● AIM OF THE TASK
Copy the entries below verbatim, from the line containing "Each instance of the headlight" to the line containing "[[114, 276]]", including both of those lines.

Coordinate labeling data

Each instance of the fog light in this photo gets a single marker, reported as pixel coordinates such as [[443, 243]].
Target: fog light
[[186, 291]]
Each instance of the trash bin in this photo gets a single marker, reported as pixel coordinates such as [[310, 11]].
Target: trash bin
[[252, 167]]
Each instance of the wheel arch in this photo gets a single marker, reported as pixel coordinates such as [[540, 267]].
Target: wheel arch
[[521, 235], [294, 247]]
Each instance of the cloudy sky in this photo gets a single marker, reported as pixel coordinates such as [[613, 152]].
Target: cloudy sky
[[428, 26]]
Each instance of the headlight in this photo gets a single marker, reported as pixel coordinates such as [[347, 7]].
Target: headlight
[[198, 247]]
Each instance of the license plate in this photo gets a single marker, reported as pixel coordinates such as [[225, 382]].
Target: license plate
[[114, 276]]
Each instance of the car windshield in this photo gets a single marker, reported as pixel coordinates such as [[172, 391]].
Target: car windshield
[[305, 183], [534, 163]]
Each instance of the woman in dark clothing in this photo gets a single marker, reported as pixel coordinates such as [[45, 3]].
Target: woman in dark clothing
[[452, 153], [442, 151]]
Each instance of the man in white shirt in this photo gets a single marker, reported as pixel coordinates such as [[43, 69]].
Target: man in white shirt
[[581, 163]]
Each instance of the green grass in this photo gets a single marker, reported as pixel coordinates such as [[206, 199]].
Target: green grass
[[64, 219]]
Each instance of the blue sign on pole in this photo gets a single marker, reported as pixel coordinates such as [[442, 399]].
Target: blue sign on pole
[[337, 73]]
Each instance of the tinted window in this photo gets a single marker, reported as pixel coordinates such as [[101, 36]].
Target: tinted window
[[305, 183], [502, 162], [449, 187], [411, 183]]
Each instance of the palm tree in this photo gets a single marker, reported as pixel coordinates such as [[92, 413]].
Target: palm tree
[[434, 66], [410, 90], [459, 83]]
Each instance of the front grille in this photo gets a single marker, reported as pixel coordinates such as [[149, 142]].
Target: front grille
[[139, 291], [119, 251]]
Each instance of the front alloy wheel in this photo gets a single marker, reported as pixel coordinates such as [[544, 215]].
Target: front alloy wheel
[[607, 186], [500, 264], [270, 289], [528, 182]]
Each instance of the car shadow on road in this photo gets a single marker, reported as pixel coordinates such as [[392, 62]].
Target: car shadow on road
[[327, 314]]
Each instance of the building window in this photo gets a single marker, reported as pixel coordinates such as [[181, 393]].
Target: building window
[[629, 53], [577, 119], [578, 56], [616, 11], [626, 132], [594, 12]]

● RESPONSE
Each instance of the headlight in this photo gets a single marker, reported as pixel coordinates such as [[347, 7]].
Target: headlight
[[198, 247]]
Each instance of the license plate in this photo gets a single marker, reported as pixel coordinates such as [[225, 382]].
Target: license plate
[[114, 276]]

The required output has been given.